>> start Supplied information

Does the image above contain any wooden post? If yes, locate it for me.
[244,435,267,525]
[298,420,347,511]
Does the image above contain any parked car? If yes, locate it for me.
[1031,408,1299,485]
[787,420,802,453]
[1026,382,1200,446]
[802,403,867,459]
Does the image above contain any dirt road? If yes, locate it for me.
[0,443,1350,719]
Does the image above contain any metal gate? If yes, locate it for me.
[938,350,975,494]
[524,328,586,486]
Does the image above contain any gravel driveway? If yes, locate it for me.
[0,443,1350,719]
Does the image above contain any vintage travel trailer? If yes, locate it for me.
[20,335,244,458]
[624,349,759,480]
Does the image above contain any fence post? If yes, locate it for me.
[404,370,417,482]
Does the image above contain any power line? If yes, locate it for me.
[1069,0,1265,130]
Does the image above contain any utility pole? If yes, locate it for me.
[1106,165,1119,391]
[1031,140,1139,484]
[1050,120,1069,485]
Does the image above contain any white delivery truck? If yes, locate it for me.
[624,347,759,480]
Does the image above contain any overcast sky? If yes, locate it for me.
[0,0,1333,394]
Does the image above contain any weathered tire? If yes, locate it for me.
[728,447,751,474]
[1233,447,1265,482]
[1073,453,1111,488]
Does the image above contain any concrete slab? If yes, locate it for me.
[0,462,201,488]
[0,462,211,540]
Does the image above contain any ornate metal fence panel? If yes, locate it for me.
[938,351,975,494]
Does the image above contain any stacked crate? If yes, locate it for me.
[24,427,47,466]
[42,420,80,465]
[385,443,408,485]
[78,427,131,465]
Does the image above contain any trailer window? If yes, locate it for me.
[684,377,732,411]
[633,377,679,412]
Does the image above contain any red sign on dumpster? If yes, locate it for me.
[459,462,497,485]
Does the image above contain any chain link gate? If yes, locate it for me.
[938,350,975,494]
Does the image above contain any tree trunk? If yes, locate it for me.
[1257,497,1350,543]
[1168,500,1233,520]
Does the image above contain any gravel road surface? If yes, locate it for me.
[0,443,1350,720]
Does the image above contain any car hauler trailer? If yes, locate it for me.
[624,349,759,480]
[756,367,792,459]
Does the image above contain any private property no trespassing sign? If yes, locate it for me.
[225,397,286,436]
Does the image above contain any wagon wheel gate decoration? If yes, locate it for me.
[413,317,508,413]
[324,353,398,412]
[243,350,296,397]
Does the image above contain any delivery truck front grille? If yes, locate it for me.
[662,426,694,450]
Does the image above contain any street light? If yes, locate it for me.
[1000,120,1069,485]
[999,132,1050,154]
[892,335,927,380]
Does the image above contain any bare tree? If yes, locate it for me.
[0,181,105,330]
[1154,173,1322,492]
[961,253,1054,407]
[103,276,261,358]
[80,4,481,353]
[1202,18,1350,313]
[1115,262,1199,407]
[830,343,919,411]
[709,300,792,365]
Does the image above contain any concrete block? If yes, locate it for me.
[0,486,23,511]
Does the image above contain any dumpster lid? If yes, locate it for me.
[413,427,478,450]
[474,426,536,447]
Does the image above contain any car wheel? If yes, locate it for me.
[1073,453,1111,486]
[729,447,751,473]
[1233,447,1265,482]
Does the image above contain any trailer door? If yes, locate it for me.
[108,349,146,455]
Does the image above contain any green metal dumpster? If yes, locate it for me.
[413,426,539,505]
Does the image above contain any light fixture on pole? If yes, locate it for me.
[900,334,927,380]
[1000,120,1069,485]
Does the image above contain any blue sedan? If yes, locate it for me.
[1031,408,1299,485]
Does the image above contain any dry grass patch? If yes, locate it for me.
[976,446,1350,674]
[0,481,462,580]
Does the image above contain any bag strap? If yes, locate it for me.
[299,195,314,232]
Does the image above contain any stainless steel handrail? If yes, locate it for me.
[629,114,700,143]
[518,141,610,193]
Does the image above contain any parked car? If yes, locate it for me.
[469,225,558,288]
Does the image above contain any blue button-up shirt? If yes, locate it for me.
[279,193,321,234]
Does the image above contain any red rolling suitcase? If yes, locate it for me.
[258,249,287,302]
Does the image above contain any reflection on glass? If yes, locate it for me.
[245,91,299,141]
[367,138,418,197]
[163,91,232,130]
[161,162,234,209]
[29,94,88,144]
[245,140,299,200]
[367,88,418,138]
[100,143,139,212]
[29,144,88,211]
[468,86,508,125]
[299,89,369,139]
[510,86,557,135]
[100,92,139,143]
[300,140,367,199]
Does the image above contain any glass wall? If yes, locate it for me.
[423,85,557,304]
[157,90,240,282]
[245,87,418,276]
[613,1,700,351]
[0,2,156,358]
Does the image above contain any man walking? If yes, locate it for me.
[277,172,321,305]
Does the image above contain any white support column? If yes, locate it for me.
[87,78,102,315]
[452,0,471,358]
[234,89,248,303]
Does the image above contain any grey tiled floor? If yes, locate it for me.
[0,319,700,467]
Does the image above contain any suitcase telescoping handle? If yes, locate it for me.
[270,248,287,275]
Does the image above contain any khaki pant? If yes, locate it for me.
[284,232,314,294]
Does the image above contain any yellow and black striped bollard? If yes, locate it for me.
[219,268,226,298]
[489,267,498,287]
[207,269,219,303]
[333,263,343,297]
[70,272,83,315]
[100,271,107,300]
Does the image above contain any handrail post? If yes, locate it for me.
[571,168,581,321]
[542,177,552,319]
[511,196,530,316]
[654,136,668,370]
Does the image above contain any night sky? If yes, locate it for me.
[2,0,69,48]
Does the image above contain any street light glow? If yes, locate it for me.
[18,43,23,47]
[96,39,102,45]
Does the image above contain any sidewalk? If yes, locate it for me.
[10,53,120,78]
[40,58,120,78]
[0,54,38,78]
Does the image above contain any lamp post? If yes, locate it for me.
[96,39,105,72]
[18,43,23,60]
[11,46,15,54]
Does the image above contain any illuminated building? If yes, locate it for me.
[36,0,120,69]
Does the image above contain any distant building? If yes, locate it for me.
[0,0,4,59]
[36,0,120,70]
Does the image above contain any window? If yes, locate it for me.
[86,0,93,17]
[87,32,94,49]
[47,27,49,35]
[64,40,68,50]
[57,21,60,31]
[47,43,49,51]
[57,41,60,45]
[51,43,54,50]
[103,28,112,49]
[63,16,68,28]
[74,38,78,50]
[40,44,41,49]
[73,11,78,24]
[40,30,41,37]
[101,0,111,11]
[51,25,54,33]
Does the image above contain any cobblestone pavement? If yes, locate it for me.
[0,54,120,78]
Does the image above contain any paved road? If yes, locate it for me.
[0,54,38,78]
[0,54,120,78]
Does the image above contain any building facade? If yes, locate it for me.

>> end Supplied information

» **Exercise brief**
Reproduce the data above verbatim, starting from its first line and ending with the line that contains "[0,0,1333,394]", with that line included.

» **Exercise result**
Does the image above contain any wooden post? If yes, locate it for me.
[244,435,267,525]
[298,420,347,511]
Does the image above contain any parked car? If yes, locate it for me.
[1031,408,1299,485]
[787,420,802,453]
[1026,382,1200,446]
[802,403,867,459]
Does the image above contain any dirt road? If yes, locate it for me.
[0,443,1350,719]
Does the image above contain any metal gate? If yes, locate it for me.
[938,350,975,494]
[524,328,586,486]
Does the image above contain any gravel driveway? If yes, locate it for me.
[0,443,1350,719]
Does the image above contain any vintage travel trailer? If yes, locate it for me.
[20,335,244,458]
[624,349,759,480]
Does the image above contain any fence post? If yes, locate it for me.
[404,370,417,482]
Does the image above contain any power line? If yes, locate it for me.
[1069,0,1265,130]
Does the image above contain any utility pole? If yes, locate it for me.
[1106,165,1119,391]
[1031,140,1139,484]
[1050,120,1069,485]
Does the image above contain any white delivery truck? If yes, locate it for me.
[624,347,759,480]
Does the image above contain any overcast sky? If yes, locate it for me.
[0,0,1333,394]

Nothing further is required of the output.